▶ **SELECTED EXCERPT**

|---|

Prices in the property sector are anticipated to remain
high going into 2019 compared to regional peers, on the back of inflationary
pressures, a local research firm has said.
Old Mutual Securities (Omsec) said going into the New Year,
the property sector was set to see higher prices compared to regional peers on
the back of high costs of building materials for new developments.
“The short-term should prove difficult for property
companies but improved economic activity in the medium to long-term should
benefit the sector.
“We maintain that comparatively higher financing costs as
well as the high cost of building materials for new property developments will
see property prices remaining high when compared to regional peers,” the
analysts at Omsec said.
The country’s inflation firmed 10,16 percentage points in
November to settle at 31,01 percent, against currency uncertainty which has
forced most investors to hedge in the property sector.
Towards close of the third quarter, the country was hit by
a cement shortage, leaving the construction industry stranded, while in some
instances resorting to the black market. This, according to industry insiders,
also pushed the cost of inputs in the construction industry.
Meanwhile, IH Securities (IH), another research firm,
recently predicted property counters on the Zimbabwe Stock Exchange (ZSE) will
remain under pressure as voids continue to surge in the sector driven by weak
economic fundamentals.

|---|

▶ **DATASET RECORDS**

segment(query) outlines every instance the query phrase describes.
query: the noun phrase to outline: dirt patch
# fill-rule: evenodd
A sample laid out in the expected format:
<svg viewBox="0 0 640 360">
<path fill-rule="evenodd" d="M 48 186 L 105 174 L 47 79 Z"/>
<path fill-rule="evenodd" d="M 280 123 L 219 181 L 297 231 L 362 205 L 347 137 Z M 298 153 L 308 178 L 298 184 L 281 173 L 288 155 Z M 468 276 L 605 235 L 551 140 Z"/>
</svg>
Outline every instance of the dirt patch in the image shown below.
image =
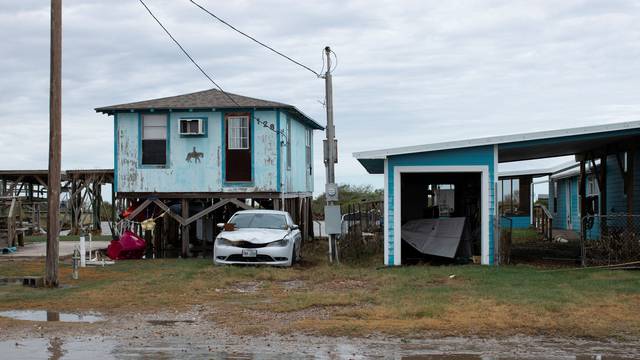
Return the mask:
<svg viewBox="0 0 640 360">
<path fill-rule="evenodd" d="M 239 294 L 253 294 L 258 292 L 264 282 L 262 281 L 246 281 L 237 283 L 230 288 L 215 289 L 216 292 L 234 292 Z"/>
<path fill-rule="evenodd" d="M 307 283 L 303 280 L 280 281 L 276 284 L 281 286 L 285 291 L 302 289 L 307 285 Z"/>
<path fill-rule="evenodd" d="M 314 288 L 316 290 L 341 291 L 341 290 L 366 289 L 367 285 L 368 285 L 367 282 L 364 280 L 335 279 L 333 281 L 317 284 L 316 286 L 314 286 Z"/>
</svg>

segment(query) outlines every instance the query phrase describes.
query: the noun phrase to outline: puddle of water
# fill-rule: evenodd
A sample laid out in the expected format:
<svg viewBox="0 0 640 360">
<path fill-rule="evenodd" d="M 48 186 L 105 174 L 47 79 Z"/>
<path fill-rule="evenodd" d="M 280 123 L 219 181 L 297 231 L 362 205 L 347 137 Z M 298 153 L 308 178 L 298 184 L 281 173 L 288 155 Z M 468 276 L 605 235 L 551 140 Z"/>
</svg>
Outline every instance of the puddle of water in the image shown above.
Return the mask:
<svg viewBox="0 0 640 360">
<path fill-rule="evenodd" d="M 128 342 L 121 342 L 102 337 L 91 337 L 84 339 L 61 339 L 53 337 L 31 338 L 23 340 L 0 340 L 0 354 L 2 358 L 7 359 L 174 359 L 182 360 L 190 359 L 255 359 L 255 360 L 298 360 L 298 359 L 368 359 L 368 358 L 393 358 L 402 360 L 505 360 L 518 358 L 547 358 L 547 359 L 576 359 L 576 360 L 616 360 L 630 359 L 616 356 L 600 356 L 600 355 L 572 355 L 571 353 L 557 354 L 555 350 L 550 348 L 549 356 L 534 356 L 523 354 L 524 356 L 508 355 L 506 357 L 500 355 L 478 355 L 464 353 L 438 353 L 436 349 L 422 349 L 422 352 L 433 351 L 429 354 L 420 354 L 420 351 L 414 355 L 402 354 L 400 349 L 394 346 L 386 346 L 382 352 L 367 353 L 362 347 L 355 344 L 333 344 L 321 345 L 315 344 L 311 346 L 316 348 L 312 350 L 308 345 L 300 344 L 301 348 L 306 351 L 298 351 L 293 348 L 279 349 L 267 347 L 251 347 L 234 351 L 231 349 L 221 349 L 222 344 L 215 342 L 195 343 L 186 342 L 184 339 L 176 339 L 175 341 L 166 342 L 146 342 L 144 345 L 133 345 Z M 226 346 L 224 346 L 226 348 Z M 489 349 L 487 349 L 489 350 Z M 480 351 L 482 352 L 482 351 Z M 537 354 L 540 355 L 540 354 Z"/>
<path fill-rule="evenodd" d="M 173 326 L 179 323 L 193 324 L 195 320 L 147 320 L 147 322 L 151 325 Z"/>
<path fill-rule="evenodd" d="M 0 311 L 0 316 L 15 320 L 27 321 L 60 321 L 60 322 L 85 322 L 94 323 L 103 321 L 104 318 L 98 314 L 73 314 L 60 313 L 46 310 L 12 310 Z"/>
</svg>

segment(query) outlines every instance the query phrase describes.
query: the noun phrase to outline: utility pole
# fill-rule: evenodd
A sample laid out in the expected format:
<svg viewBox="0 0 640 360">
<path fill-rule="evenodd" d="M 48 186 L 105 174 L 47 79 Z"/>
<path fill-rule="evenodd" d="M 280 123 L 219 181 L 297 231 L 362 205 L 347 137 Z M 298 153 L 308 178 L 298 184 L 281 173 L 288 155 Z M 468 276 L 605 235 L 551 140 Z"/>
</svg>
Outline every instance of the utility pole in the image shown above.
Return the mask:
<svg viewBox="0 0 640 360">
<path fill-rule="evenodd" d="M 324 162 L 327 170 L 327 183 L 325 188 L 325 198 L 327 200 L 327 206 L 325 207 L 325 227 L 327 228 L 327 235 L 329 235 L 329 261 L 330 262 L 339 262 L 338 259 L 338 248 L 336 243 L 336 232 L 339 231 L 329 231 L 329 228 L 334 228 L 335 226 L 330 226 L 331 222 L 333 225 L 337 225 L 339 229 L 341 229 L 340 224 L 340 210 L 339 206 L 336 209 L 336 202 L 338 200 L 338 188 L 336 186 L 336 178 L 335 178 L 335 163 L 337 163 L 337 142 L 335 140 L 335 127 L 333 126 L 333 84 L 331 79 L 331 48 L 324 48 L 325 55 L 327 57 L 327 72 L 324 75 L 325 81 L 325 105 L 327 107 L 327 129 L 326 135 L 327 139 L 324 144 Z M 328 211 L 333 208 L 334 211 Z M 330 216 L 329 213 L 336 214 L 337 210 L 337 219 L 335 216 Z M 333 219 L 333 220 L 332 220 Z M 338 222 L 335 224 L 335 222 Z M 336 229 L 337 230 L 337 229 Z"/>
<path fill-rule="evenodd" d="M 47 185 L 47 260 L 45 284 L 58 286 L 60 234 L 60 158 L 62 118 L 62 0 L 51 0 L 51 70 L 49 83 L 49 176 Z"/>
</svg>

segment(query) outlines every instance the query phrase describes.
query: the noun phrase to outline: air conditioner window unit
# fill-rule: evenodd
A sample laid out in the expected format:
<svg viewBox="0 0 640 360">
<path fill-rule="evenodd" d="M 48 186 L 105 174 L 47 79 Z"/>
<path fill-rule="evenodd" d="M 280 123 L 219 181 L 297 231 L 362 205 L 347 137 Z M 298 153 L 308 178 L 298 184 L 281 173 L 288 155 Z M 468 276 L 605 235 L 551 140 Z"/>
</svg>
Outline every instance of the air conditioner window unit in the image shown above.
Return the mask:
<svg viewBox="0 0 640 360">
<path fill-rule="evenodd" d="M 202 134 L 204 134 L 202 119 L 180 119 L 180 135 Z"/>
</svg>

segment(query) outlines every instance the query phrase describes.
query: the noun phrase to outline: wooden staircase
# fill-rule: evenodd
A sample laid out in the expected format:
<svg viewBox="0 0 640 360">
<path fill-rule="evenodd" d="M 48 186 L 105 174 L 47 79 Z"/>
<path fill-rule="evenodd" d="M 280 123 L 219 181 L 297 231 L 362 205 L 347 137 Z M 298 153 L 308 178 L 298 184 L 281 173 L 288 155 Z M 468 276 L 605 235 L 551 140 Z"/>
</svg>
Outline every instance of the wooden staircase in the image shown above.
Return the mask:
<svg viewBox="0 0 640 360">
<path fill-rule="evenodd" d="M 13 198 L 0 201 L 0 249 L 17 246 L 16 225 L 19 224 L 20 205 Z"/>
</svg>

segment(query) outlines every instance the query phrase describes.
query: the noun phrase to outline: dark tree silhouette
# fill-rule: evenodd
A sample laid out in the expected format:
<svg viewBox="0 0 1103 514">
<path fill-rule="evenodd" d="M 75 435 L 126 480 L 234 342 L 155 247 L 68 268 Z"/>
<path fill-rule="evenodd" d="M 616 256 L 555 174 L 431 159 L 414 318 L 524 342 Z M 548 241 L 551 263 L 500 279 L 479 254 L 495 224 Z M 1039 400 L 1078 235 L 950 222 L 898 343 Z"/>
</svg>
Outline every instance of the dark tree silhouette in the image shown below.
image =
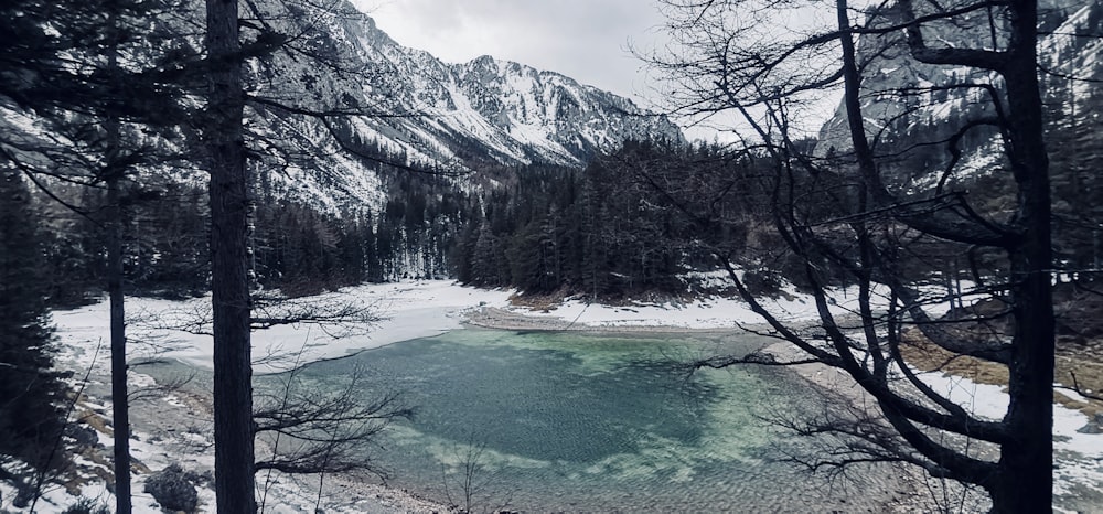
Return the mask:
<svg viewBox="0 0 1103 514">
<path fill-rule="evenodd" d="M 1037 2 L 899 0 L 864 12 L 846 0 L 664 3 L 684 53 L 647 58 L 676 87 L 672 97 L 683 113 L 735 113 L 753 135 L 748 150 L 772 171 L 765 182 L 774 229 L 801 261 L 799 278 L 815 298 L 820 326 L 786 323 L 748 290 L 728 255 L 717 253 L 720 265 L 772 333 L 808 355 L 801 362 L 845 371 L 876 401 L 877 416 L 840 409 L 794 424 L 848 441 L 846 452 L 806 463 L 817 470 L 902 461 L 984 489 L 995 512 L 1048 512 L 1054 321 Z M 953 78 L 871 89 L 888 60 Z M 810 151 L 801 144 L 801 116 L 810 100 L 839 89 L 845 117 L 832 139 L 838 148 Z M 920 168 L 935 176 L 929 186 L 909 184 L 899 170 L 920 161 L 901 165 L 903 152 L 890 151 L 884 127 L 925 122 L 922 116 L 957 98 L 977 108 L 949 119 L 951 128 L 933 139 L 910 141 L 934 149 L 938 168 Z M 954 185 L 967 175 L 966 137 L 998 148 L 993 168 L 1013 191 L 1009 208 Z M 970 263 L 963 271 L 975 287 L 967 299 L 952 292 L 962 308 L 940 318 L 934 307 L 946 300 L 945 289 L 931 285 L 946 269 L 960 270 L 947 264 L 954 254 Z M 858 289 L 857 307 L 845 315 L 833 308 L 844 302 L 835 270 Z M 979 417 L 918 377 L 902 354 L 919 342 L 1006 367 L 1010 405 L 1003 418 Z M 699 365 L 737 363 L 789 364 L 752 355 Z"/>
</svg>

|---|

▶ **TASKS TO COMPLETE**
1/ According to the property article, what shortage hit the country toward the close of the third quarter?
2/ Please copy the property article word for word from "Towards close of" to "the construction industry.".

▶ **SOLVED TASKS**
1/ A cement shortage.

2/
Towards close of the third quarter, the country was hit by
a cement shortage, leaving the construction industry stranded, while in some
instances resorting to the black market. This, according to industry insiders,
also pushed the cost of inputs in the construction industry.